Extract provided.
....
Vasif Talibov (; born 14 January 1960) is the former chairman of the Supreme Assembly of the Nakhchivan Autonomous Republic, a deputy of the Milli Majlis of the Republic of Azerbaijan, a member of the Board of Directors of the New Azerbaijan Party, a statesman of Azerbaijan. Described as authoritarian, he was the de facto ruler of Nakhchivan for 27 years, from 1995 until his resignation in December 2022. The 2022 Suisse secrets leaks revealed that the Talibov family has enriched itself from questionable sources and maintained an elaborate secretive offshore network of wealth.

Early life and career

Talibov graduated from the faculty of history at Nakhchivan State Pedagogical University (now Nakhchivan State University) in 1981 and the faculty of law at Baku State University in 1998. In addition to his native Azerbaijani, Talibov speaks Russian, Turkish, and some English.

Talibov's career began in 1981, with him working as a teacher in the village of Damirchi, in the Sharur District. Starting 1982, he worked as the instructor on personnel and then as the head of the special department in the knitted-goods factory of Nakhchivan.

Career
Talibov rose to power due to his marriage to Sevil Sultanova, who was related to President of Azerbaijan Heydar Aliyev.  Aliyev made Talibov his head assistant in 1990, amid the dissolution of the Soviet Union, and Aliyev became president of the newly-independent Azerbaijan in 1993. From September 1991 to April 1994, Talibov was chief assistant of the Chairman of the Supreme Assembly of Nakhchivan.

From April 1994 to December 1995 he was the first deputy of the Prime Minister of the Nakhchivan Autonomous Republic on foreign economic relations. He supported Aliyev after his return from Moscow to Nakhchivan to seize power and participated in the establishment of the New Azerbaijan Party. He became a member of the Political Council and Presidium of the NAP, as well as head of the Nakhchivan organisation of the NAP since 8 April 1995.
....
Record set.
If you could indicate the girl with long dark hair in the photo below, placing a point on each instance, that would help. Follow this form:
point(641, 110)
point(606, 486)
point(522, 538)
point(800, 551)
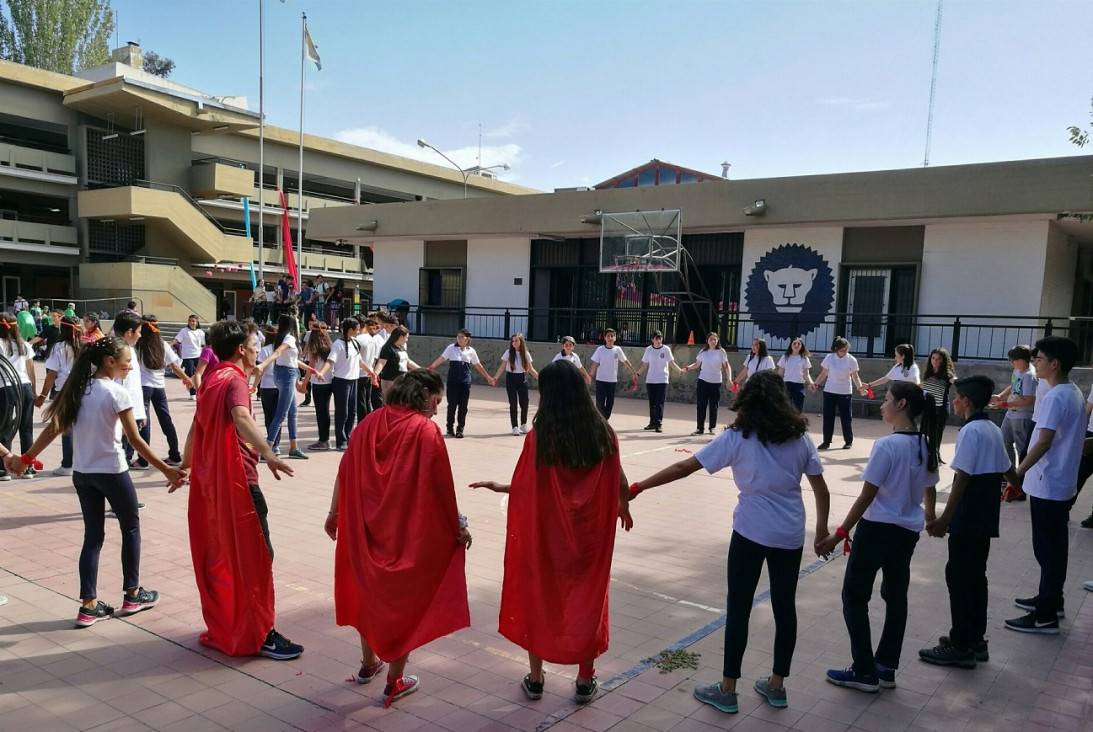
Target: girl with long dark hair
point(97, 410)
point(768, 449)
point(566, 492)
....
Given exercise A. In the biography of Vasif Talibov, in which village did he begin working as a teacher in 1981?
Given exercise B. Carry the Vasif Talibov biography forward, starting right after its last sentence.

Expected answer A. Damirchi, in the Sharur District.

Expected answer B.
Talibov has been continually elected as deputy of the Supreme Assembly of Nakhchivan since 1995, and has also been elected as Chairman of the Supreme Assembly following each election to the Supreme Assembly of Nakhchivan.

Personal life 
Talibov is married to Sevil Sultanova. They have two sons, Rza Talibov and Seymur Talibov, and a daughter, Baharkhanim Talibova. While Vasif Talibov's official salary is $26,000 per year, the 2022 Suisse secrets leaks revealed that the Talibov family has enriched itself from questionable sources and maintained an elaborate secretive offshore network of wealth. Talibov's children have acquired properties worth an estimated $63 million.

Controversies
Talibov's governorship is controversial both within Nakhchivan and abroad. Critics allege that the autonomous Azerbaijani region has fostered a culture of impunity among its security forces, which have been known to use excessive force against opponents of the ruling regime. He is often seen as a member of the ruling oligarchy centred on the Aliyev family and, according to Freedom House, is said to run the region as his "personal fiefdom".

During his rule, thousands of citizens have left the region for work abroad and seeking better conditions of life.

Awards 
 Medal of Glory in 2010 by President Aliyev.
  Sharaf Order in 2020 by President Aliyev.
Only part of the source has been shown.